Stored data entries
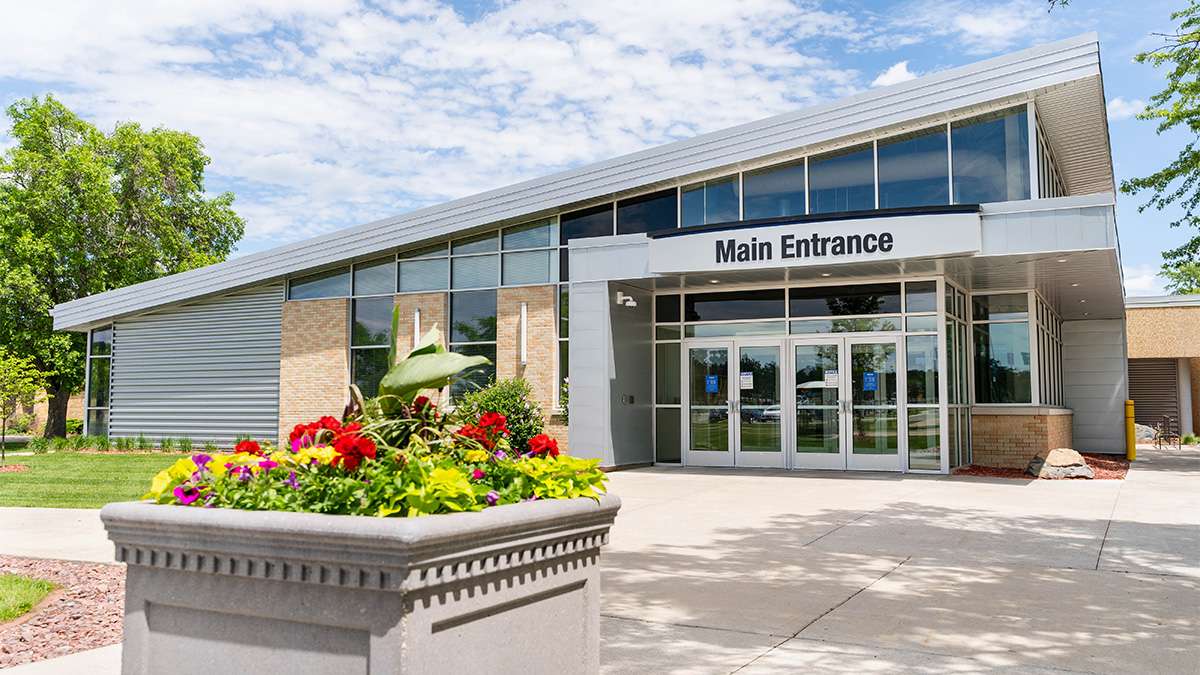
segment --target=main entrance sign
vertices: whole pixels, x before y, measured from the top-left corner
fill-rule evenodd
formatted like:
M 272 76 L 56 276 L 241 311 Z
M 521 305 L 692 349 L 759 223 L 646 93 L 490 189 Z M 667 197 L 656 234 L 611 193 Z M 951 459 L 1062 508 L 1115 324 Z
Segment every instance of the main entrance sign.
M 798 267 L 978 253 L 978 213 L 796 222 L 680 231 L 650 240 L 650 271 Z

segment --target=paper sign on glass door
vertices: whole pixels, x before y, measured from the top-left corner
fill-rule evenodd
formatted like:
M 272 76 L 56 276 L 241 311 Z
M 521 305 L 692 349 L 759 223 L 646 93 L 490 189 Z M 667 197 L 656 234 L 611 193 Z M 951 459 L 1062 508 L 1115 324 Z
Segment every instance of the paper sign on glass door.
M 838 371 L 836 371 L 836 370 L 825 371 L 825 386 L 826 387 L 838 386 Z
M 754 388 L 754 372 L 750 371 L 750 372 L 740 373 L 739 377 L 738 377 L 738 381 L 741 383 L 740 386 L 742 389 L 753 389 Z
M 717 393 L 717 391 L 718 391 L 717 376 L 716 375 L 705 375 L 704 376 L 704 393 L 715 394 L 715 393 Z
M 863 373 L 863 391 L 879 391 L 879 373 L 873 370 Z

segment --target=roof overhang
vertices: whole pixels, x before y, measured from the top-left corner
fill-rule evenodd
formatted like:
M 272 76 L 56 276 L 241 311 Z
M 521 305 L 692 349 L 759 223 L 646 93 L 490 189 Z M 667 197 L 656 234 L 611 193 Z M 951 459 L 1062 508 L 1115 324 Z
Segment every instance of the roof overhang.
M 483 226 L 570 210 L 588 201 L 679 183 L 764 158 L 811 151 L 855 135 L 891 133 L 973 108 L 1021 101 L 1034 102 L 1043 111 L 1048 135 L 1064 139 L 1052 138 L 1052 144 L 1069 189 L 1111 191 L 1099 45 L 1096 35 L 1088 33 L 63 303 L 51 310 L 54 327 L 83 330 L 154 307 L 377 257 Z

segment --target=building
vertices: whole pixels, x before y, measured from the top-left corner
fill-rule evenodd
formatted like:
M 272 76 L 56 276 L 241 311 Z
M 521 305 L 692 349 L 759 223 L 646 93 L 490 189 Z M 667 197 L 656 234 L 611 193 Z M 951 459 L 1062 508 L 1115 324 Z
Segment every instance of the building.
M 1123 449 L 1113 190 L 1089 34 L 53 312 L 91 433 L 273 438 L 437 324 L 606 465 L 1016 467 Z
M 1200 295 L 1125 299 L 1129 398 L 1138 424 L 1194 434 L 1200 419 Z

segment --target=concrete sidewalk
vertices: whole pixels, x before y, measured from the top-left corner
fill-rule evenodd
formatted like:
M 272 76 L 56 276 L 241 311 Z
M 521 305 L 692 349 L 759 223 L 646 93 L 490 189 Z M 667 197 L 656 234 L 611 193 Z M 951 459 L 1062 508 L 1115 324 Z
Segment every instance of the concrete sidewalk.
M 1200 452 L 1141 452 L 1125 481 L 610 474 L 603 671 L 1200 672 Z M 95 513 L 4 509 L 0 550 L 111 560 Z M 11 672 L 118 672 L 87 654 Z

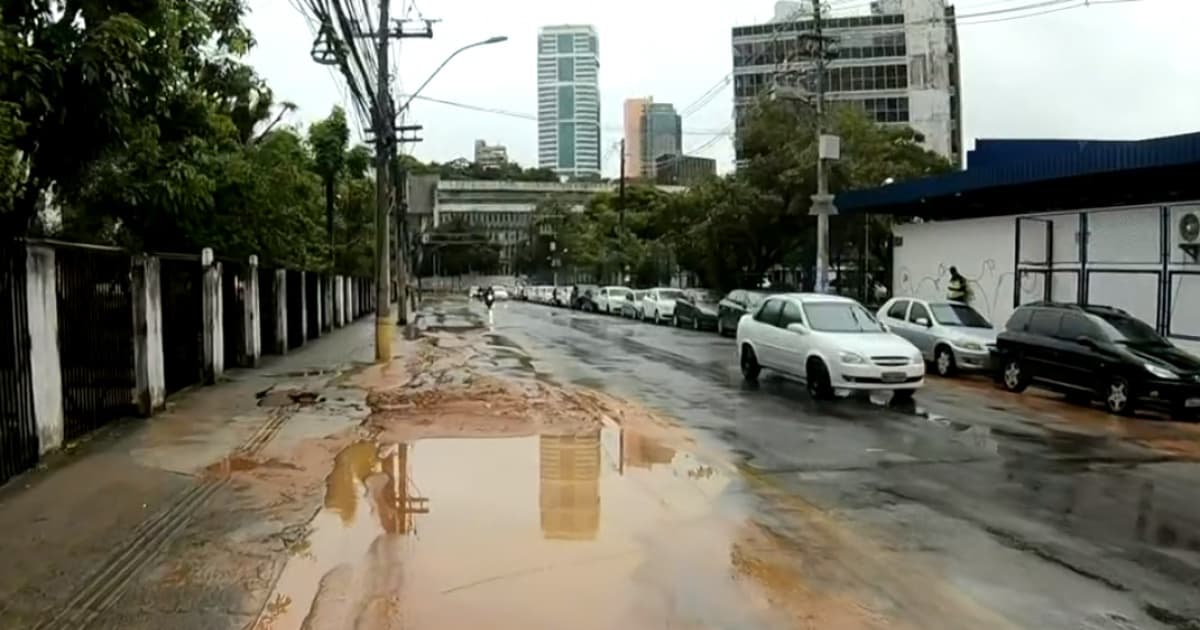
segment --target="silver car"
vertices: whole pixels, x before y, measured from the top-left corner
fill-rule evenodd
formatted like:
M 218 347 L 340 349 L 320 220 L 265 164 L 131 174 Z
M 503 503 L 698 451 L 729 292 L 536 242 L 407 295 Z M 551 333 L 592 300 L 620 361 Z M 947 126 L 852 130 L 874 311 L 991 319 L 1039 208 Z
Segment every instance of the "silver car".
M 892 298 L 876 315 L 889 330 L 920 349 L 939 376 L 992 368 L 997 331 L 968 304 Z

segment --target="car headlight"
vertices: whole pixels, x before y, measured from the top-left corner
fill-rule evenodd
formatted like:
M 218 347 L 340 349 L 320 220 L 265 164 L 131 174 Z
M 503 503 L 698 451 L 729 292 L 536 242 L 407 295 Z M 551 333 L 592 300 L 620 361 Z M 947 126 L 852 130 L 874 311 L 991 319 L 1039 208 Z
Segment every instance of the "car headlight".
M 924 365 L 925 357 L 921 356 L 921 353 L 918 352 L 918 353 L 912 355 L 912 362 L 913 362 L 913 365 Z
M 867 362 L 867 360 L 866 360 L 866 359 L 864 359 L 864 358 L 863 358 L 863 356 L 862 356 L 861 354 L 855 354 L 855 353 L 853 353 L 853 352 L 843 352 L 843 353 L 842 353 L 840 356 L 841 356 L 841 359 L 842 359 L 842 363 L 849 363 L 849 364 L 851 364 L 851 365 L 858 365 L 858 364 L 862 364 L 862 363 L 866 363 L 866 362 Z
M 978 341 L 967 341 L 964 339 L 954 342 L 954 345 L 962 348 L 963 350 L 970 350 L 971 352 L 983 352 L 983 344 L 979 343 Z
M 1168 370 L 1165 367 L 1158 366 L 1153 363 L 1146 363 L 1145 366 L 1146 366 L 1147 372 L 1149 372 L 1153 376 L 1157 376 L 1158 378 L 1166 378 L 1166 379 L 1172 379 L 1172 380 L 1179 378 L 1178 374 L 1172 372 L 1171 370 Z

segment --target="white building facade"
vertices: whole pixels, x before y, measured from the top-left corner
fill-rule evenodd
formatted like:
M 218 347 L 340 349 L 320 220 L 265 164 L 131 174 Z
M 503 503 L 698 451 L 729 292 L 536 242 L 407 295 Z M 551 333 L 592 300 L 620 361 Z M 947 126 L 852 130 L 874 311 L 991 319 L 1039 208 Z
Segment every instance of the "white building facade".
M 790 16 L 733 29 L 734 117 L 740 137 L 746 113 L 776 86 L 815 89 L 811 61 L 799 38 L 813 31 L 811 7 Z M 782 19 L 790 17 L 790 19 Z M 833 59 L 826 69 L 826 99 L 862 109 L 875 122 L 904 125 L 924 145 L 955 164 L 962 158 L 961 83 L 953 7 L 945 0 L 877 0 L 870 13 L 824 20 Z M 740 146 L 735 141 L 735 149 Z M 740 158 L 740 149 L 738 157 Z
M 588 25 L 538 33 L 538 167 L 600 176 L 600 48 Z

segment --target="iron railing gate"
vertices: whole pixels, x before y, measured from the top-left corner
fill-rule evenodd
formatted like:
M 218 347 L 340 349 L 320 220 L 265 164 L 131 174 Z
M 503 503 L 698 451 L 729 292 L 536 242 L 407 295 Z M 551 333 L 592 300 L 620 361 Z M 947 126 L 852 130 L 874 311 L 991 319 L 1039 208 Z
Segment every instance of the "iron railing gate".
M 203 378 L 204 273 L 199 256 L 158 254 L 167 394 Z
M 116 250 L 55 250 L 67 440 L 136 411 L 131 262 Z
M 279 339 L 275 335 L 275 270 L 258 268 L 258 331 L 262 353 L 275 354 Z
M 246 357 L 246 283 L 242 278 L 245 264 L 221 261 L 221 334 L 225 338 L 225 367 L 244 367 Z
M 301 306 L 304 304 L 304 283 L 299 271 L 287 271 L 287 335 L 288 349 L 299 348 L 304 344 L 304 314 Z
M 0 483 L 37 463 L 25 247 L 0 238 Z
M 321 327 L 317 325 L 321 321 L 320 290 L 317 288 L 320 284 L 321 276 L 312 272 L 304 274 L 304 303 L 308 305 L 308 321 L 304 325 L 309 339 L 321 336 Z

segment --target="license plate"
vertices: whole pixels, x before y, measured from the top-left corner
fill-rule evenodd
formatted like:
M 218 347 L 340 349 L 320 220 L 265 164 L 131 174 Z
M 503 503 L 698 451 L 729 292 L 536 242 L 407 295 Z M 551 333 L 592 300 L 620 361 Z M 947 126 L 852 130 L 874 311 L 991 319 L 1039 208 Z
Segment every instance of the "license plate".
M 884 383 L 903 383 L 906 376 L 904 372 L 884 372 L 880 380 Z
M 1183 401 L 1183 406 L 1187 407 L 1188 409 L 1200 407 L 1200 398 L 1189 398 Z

Your assignment
How many lines in the entries contain the string "target"? Give the number only.

Reply
10